--- Task ---
Retype all of the entries that appear below, keeping them exactly as they are.

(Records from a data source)
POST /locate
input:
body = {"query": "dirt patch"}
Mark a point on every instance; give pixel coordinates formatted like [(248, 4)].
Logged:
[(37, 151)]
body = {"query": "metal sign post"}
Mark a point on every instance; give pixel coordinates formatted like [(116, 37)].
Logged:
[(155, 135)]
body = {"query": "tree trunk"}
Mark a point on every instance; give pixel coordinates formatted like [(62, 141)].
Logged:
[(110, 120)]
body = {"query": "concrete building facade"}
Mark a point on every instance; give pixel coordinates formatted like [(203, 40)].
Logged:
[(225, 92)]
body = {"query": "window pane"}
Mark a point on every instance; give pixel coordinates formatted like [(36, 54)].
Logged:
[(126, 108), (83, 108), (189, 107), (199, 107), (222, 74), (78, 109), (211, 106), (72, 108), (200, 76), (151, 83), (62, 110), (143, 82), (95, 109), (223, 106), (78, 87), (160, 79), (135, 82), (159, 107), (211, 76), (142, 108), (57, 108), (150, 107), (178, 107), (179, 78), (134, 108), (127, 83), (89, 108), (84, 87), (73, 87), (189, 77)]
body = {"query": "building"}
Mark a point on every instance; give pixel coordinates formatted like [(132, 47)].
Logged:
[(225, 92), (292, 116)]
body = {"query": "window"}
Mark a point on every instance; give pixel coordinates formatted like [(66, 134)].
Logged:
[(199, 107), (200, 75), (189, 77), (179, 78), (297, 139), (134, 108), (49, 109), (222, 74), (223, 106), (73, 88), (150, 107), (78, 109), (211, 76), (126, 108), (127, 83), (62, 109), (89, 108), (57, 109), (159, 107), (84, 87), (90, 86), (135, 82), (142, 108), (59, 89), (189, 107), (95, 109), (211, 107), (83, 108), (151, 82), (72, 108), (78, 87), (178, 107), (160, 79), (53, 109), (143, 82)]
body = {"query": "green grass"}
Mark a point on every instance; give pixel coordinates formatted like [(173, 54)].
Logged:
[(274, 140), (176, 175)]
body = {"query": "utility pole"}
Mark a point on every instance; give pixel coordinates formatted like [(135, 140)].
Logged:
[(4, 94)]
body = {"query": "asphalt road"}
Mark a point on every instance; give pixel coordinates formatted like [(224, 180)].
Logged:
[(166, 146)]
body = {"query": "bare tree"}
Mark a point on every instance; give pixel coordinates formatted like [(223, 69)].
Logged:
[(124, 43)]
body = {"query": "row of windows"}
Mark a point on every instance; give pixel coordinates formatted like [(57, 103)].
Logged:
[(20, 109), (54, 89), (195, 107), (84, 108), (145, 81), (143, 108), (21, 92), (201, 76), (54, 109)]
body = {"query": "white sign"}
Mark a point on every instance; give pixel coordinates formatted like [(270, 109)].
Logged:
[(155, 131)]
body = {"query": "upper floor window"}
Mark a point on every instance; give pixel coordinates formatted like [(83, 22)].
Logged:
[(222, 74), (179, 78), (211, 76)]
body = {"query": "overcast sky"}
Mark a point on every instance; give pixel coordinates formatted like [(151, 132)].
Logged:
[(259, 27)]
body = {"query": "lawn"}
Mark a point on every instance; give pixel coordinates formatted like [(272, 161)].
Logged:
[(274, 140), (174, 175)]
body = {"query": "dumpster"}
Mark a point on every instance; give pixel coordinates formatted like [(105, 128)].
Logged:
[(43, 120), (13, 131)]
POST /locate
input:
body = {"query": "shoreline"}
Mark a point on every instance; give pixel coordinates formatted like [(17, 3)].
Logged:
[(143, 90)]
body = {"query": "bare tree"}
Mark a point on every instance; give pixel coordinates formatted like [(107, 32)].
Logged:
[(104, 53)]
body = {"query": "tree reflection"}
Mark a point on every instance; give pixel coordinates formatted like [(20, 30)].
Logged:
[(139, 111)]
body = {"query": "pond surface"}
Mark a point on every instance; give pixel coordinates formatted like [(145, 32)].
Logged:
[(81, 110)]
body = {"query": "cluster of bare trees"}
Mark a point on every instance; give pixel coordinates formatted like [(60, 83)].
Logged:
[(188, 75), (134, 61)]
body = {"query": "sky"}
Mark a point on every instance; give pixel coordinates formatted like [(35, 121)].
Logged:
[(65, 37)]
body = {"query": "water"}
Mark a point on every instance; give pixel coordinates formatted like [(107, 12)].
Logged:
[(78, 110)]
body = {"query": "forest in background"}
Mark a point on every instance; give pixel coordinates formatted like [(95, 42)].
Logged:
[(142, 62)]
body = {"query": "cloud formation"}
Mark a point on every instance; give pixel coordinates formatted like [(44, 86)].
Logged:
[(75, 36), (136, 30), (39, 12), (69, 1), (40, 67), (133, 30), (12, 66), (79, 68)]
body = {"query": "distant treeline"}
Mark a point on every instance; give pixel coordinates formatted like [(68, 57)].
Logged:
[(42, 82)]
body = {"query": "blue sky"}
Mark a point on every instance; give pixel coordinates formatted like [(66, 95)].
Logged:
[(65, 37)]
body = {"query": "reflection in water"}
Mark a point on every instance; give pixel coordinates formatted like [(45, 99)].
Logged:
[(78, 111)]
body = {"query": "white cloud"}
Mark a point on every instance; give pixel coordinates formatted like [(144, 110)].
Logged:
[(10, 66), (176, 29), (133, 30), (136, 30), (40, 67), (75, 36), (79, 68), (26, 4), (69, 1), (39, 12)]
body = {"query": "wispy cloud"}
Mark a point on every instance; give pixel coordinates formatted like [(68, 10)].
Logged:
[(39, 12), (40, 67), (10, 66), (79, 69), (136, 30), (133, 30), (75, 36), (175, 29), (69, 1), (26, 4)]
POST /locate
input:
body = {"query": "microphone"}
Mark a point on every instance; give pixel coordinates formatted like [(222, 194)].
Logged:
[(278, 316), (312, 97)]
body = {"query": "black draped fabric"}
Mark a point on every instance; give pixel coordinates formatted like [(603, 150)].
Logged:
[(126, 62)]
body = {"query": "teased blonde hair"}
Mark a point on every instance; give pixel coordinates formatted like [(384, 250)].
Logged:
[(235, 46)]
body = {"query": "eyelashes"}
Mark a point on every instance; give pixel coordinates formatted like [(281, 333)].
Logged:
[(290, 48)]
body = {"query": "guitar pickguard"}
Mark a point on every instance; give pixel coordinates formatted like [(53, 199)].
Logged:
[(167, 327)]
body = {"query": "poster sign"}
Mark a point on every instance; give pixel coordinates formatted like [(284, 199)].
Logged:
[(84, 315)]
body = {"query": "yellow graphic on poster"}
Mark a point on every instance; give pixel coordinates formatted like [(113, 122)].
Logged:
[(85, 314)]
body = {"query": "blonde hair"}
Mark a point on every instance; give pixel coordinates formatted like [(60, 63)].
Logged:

--- Answer to the problem ---
POST /locate
input:
body = {"query": "dirt patch"}
Mark a point on every instance; give pixel coordinates formatted like [(248, 4)].
Logged:
[(37, 151)]
body = {"query": "metal sign post"}
Mark a point on every instance; give pixel coordinates formatted like [(116, 37)].
Logged:
[(155, 135)]
body = {"query": "tree trunk"}
Mark a point on every instance; give pixel coordinates formatted like [(62, 141)].
Logged:
[(110, 120)]
body = {"query": "concrete building facade"}
Mark a point on every instance; give pixel coordinates formatted like [(203, 40)].
Logged:
[(225, 92)]
body = {"query": "window pane"}
Mark a point on every instance; give pixel coordinates formatted like [(36, 54)].
Logged:
[(126, 108), (83, 108), (189, 107), (199, 107), (222, 74), (78, 109), (211, 106), (72, 108), (200, 76), (151, 83), (62, 110), (143, 82), (95, 109), (223, 106), (78, 87), (160, 79), (135, 82), (159, 107), (211, 76), (142, 108), (57, 108), (150, 107), (178, 107), (179, 78), (134, 108), (127, 83), (89, 108), (84, 87), (73, 87), (189, 77)]
body = {"query": "building"}
Mark a point on every instance; give pixel coordinates formatted like [(132, 47)].
Logged:
[(225, 92), (292, 116)]
body = {"query": "window"}
Mark a point on every instance; give pixel coordinates formatted like [(66, 134)].
Logged:
[(199, 107), (200, 75), (189, 77), (179, 78), (297, 139), (134, 108), (49, 109), (222, 74), (223, 106), (73, 88), (150, 107), (78, 109), (211, 76), (126, 108), (127, 83), (62, 109), (89, 108), (57, 109), (159, 107), (84, 87), (90, 86), (135, 82), (142, 108), (59, 89), (189, 107), (95, 109), (211, 107), (83, 108), (151, 82), (72, 108), (78, 87), (178, 107), (160, 79), (53, 109), (143, 82)]
body = {"query": "green grass"}
Mark a point on every instance; give pixel coordinates formatted like [(173, 54)].
Logged:
[(274, 140), (176, 175)]
body = {"query": "utility pole"}
Mark a point on every instance; give pixel coordinates formatted like [(135, 140)].
Logged:
[(4, 94)]
body = {"query": "asphalt road"}
Mark a point on every instance; give pixel coordinates formatted like [(224, 180)].
Logged:
[(166, 146)]
body = {"query": "bare tree"}
Mark a point on every instance; give pixel coordinates formatted like [(223, 69)].
Logged:
[(124, 43)]
body = {"query": "row of windows"}
Mark a point on every instance; give pixel coordinates formatted like [(57, 103)].
Logged:
[(20, 109), (54, 89), (195, 107), (84, 108), (145, 81), (143, 108), (21, 92), (201, 76), (54, 109)]
body = {"query": "white sign"}
Mark a point on every instance; give pixel coordinates formatted like [(270, 109)].
Logged:
[(155, 131)]
body = {"query": "upper floor window"}
Mark a point on every instance; give pixel coordinates formatted like [(83, 22)].
Logged:
[(222, 74), (179, 78), (211, 76)]
body = {"query": "overcast sky"}
Mark a point on every instance; give pixel coordinates formatted like [(151, 132)].
Logged:
[(259, 27)]
body = {"query": "lawn"}
Mark a point on every instance; give pixel coordinates formatted like [(272, 161)].
Logged:
[(274, 140), (174, 175)]
body = {"query": "dumpster"}
Mark a point on every instance; give pixel coordinates formatted like [(105, 128)].
Logged:
[(43, 120), (13, 131)]
POST /locate
input:
body = {"query": "shoreline"}
Mark a point on every instance; give pixel coordinates formatted like [(17, 3)].
Logged:
[(143, 90)]
body = {"query": "bare tree"}
Mark a point on every instance; give pixel coordinates formatted like [(107, 32)].
Logged:
[(104, 53)]
body = {"query": "tree reflection"}
Mark a point on every instance; give pixel coordinates formatted like [(20, 30)].
Logged:
[(139, 111)]
body = {"query": "pond surface"}
Mark a point on every instance; give pixel coordinates formatted like [(145, 32)].
Logged:
[(81, 110)]
body = {"query": "cluster of bare trees"}
Mark a point on every instance; give pixel coordinates formatted like [(60, 83)].
Logged:
[(188, 75), (134, 61)]
body = {"query": "sky"}
Mark a point on every instance; give pixel coordinates formatted like [(35, 121)].
Logged:
[(65, 37)]
body = {"query": "water"}
Mark a point on every instance; give pixel coordinates formatted like [(107, 12)].
Logged:
[(78, 110)]
body = {"query": "forest in background"}
Mark a point on every instance; give pixel coordinates formatted like [(95, 42)].
Logged:
[(142, 62)]
body = {"query": "cloud formation"}
Mark a point on every instance; give pixel coordinates formatted like [(44, 86)].
Logged:
[(75, 36), (136, 30), (39, 12), (69, 1), (40, 67), (133, 30), (12, 66), (79, 68)]
body = {"query": "distant treeline"}
Mark a point on every instance; give pixel coordinates formatted like [(68, 57)].
Logged:
[(42, 82)]
body = {"query": "blue sky"}
Mark a point on every instance; give pixel coordinates formatted like [(66, 95)].
Logged:
[(65, 37)]
body = {"query": "reflection in water"}
Mark a point on every instance; give pixel coordinates formatted like [(45, 99)].
Logged:
[(78, 111)]
body = {"query": "white cloud"}
Mark a point on every instance; give pixel coordinates formatted like [(144, 110)].
Logged:
[(10, 66), (176, 29), (133, 30), (136, 30), (40, 67), (75, 36), (79, 68), (26, 4), (69, 1), (39, 12)]
body = {"query": "wispy cloud"}
Mark a point on every instance; give pixel coordinates formatted like [(68, 10)].
Logged:
[(39, 12), (40, 67), (10, 66), (79, 69), (136, 30), (133, 30), (75, 36), (175, 29), (69, 1), (26, 4)]
POST /locate
input:
body = {"query": "microphone"}
Mark a point on every instance; give pixel coordinates formatted like [(222, 194)].
Logged:
[(278, 316), (312, 97)]
body = {"query": "black draped fabric"}
Mark a point on every instance; give pixel coordinates formatted like [(603, 150)].
Logged:
[(126, 62)]
body = {"query": "teased blonde hair"}
Mark a point on every instance; give pixel coordinates formatted like [(384, 250)].
Logged:
[(235, 46)]
body = {"query": "eyelashes"}
Mark a point on every instance; give pixel coordinates formatted like [(281, 333)].
Logged:
[(290, 48)]
body = {"query": "guitar pickguard"}
Mark a point on every instance; give pixel coordinates formatted like [(53, 199)].
Logged:
[(167, 327)]
body = {"query": "poster sign"}
Mark a point on every instance; give pixel coordinates formatted like [(284, 199)].
Logged:
[(84, 315)]
body = {"query": "yellow graphic on poster"}
Mark a point on every instance; give pixel coordinates formatted like [(113, 122)].
Logged:
[(85, 314)]
body = {"query": "blonde hair"}
Mark a point on every instance; give pixel coordinates formatted like [(60, 63)].
Logged:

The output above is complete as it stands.